▶ Короткая задача A: Перепишите из текста абзац, начинающийся словами «Эту «мелодию» чувствуем у Пушкина», в виде списка, сохранив все названные пары поэтов.

▶ Текст:
В сложном музыкальном звучании каждого большого поэта можно различить, расслышать, между прочим, и мелодию, более или менее внятную, – мелодию-отношения к своему поэту-предтече. Не просто сочувствие, скажем, его человеческой или творческой судьбе, даже не признательность за искупление его судьбой, жизненной и творческой, большей терпимости грядущего времени, которое и есть настоящее время поэта-преемника. Признательность в творческой мелодии (скажем так) поэта-преемника – за больший простор для масштабной мысли, за путеводный свет для своего слова, повзрослевшего, обогатившегося опытом минувшего времени поэта-предтечи! Не просто преемственность, не просто принятие эстафеты традиционности – а именно ощущение ширящегося света и более дальнего пути для образной мысли!
Есть в этом чувстве, в мелодии поэта-преемника, и нечто сыновнее, есть святость отцовского завета в своем дальнем и трудном пути (поэтому и улыбчиво-приязненное подчас снисхождение повзрослевшего сына к состарившемуся отцу; или неизменное сыновнее духовно-ответственное чувство).
Эту «мелодию» чувствуем у Пушкина – к Державину, у Лермонтова – к Пушкину, у Тютчева – к Лермонтову, у Блока – к Тютчеву (а через его творческую личность – и к Пушкину, и к Лермонтову), у Маяковского – к Блоку, наконец у Твардовского – к Некрасову.
Эта мелодия может прямо звучать в творчестве, может и сокровенно неслышимо – и все же веще – звучать из души (как, например, звучит у Твардовского – Некрасов).
Речь не о «влиянии», «формировании» под знаком предтечи, не о прямом, как сказано выше, или косвенном преемстве. Здесь другое – именно совестливое чувство сыновнее перед отошедшим до него поэтом, признательность, за то, что был, вел и ведет на свой свет, за общность судьбы – в судьбе поэзии своего народа! Об этом же, думается, у Жуковского:
Не говори с тоской: их нет;
Но с благодарностию: были.

▶ Сохранённые строки:
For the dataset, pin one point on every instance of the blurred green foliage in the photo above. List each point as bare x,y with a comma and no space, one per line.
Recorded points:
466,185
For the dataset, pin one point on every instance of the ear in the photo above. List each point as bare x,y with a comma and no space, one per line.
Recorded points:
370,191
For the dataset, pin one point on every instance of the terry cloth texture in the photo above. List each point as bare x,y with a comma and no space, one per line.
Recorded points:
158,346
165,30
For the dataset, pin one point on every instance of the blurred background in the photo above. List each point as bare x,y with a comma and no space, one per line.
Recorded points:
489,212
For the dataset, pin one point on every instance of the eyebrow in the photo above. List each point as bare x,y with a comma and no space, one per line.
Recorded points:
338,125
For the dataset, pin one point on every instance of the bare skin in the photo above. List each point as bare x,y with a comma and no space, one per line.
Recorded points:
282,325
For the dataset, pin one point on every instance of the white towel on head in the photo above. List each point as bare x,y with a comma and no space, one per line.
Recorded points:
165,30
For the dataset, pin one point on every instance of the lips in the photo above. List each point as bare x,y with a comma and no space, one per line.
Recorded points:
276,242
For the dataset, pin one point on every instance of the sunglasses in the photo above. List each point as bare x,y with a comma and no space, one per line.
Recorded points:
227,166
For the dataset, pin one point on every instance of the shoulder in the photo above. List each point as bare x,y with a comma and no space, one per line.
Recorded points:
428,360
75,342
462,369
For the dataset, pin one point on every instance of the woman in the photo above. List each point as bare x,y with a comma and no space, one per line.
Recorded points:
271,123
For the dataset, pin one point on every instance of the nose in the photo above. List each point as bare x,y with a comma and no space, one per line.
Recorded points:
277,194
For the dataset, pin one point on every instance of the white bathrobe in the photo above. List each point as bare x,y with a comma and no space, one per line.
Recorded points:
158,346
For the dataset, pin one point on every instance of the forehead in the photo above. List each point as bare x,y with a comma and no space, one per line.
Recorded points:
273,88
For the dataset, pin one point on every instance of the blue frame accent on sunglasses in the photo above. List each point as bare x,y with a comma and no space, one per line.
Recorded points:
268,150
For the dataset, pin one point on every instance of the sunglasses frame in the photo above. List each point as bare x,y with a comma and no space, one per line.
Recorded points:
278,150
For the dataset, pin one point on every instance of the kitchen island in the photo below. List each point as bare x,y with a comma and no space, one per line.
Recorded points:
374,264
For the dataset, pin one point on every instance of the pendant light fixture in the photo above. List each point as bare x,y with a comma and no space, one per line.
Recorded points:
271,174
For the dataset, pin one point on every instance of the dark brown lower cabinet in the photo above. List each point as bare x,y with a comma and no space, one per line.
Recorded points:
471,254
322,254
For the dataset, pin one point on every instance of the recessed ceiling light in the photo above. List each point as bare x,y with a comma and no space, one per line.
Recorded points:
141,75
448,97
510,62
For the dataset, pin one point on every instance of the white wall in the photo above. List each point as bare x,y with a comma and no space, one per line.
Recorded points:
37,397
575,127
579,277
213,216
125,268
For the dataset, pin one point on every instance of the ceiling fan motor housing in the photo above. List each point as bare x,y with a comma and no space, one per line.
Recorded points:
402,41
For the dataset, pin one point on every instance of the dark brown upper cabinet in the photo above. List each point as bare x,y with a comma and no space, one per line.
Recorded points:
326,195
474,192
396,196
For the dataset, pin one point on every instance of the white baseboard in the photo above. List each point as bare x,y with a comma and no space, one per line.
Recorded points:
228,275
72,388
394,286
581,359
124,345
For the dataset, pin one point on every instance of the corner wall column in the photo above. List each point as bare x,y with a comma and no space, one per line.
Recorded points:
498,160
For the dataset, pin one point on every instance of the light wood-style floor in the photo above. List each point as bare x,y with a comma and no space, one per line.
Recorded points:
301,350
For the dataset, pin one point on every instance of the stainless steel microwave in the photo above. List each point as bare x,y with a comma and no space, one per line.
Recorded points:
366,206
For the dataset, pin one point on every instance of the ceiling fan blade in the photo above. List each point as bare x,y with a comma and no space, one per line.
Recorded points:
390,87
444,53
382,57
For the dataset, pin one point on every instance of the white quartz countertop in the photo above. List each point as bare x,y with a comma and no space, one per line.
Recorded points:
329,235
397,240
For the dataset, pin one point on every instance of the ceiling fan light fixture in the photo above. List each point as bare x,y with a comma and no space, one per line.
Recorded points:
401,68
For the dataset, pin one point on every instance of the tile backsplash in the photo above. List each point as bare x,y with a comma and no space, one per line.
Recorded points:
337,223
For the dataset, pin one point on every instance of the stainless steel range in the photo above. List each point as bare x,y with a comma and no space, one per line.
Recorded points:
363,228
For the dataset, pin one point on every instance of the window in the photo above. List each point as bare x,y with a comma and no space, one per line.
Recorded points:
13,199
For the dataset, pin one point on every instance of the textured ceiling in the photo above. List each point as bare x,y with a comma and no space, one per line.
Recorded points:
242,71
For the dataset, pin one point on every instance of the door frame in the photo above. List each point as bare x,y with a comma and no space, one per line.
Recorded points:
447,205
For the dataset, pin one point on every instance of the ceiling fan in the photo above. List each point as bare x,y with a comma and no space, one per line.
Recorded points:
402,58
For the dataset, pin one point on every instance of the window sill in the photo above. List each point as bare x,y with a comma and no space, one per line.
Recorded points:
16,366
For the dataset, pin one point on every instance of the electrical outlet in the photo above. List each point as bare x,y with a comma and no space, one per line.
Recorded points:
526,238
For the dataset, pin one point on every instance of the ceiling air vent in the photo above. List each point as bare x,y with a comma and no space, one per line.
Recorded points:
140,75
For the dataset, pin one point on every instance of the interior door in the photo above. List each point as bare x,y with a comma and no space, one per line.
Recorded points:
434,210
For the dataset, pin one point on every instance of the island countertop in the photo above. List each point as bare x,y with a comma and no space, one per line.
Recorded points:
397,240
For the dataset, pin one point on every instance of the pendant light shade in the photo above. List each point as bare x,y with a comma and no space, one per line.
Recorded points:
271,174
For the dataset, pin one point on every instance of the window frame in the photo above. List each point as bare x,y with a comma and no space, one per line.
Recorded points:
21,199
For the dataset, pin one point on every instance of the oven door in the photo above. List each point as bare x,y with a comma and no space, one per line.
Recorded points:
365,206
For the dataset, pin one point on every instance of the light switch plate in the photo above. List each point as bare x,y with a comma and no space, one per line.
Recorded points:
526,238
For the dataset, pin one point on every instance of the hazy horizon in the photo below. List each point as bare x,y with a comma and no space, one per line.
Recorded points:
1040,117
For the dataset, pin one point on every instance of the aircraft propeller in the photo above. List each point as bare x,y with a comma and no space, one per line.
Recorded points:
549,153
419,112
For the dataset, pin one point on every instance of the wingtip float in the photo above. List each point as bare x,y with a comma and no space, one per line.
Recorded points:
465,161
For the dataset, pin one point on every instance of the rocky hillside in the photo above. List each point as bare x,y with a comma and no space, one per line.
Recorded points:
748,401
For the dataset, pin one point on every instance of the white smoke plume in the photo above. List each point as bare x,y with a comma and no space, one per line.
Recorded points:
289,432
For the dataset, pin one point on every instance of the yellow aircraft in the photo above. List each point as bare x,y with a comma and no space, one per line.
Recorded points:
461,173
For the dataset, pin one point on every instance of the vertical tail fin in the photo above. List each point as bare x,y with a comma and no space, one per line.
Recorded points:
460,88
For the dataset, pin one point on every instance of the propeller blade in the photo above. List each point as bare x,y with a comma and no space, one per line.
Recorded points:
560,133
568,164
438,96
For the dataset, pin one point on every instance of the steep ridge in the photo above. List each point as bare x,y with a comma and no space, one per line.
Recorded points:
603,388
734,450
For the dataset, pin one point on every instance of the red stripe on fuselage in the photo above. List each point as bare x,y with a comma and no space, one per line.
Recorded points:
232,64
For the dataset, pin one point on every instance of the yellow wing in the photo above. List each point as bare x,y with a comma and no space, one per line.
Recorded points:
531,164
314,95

▶ Короткая задача B: Оформите как CSV строки данных между строкой, содержащей «of the propeller», и концом данных включительно. Нужны два столбца, query и result, и по одной строке CSV на каждую пару «текст — ответ»; каждое поле заключите в кавычки, а переносы строк замените пробелами.

▶ Верный результат A:
Эта «мелодия» слышна:
- у Пушкина — к Державину;
- у Лермонтова — к Пушкину;
- у Тютчева — к Лермонтову;
- у Блока — к Тютчеву, а через его творческую личность — и к Пушкину, и к Лермонтову;
- у Маяковского — к Блоку;
- у Твардовского — к Некрасову.

▶ Верный результат B:
query,result
"For the dataset, pin one point on every instance of the propeller blade in the photo above. List each point as bare x,y with a comma and no space, one per line. Recorded points:","560,133 568,164 438,96"
"For the dataset, pin one point on every instance of the steep ridge in the photo above. List each point as bare x,y with a comma and no space, one per line. Recorded points:","603,388 734,450"
"For the dataset, pin one point on every instance of the red stripe on fuselage in the photo above. List each point as bare x,y with a comma and no space, one per line. Recorded points:","232,64"
"For the dataset, pin one point on every instance of the yellow wing in the photo above. List each point as bare x,y with a comma and no space, one per line. Recorded points:","531,164 314,95"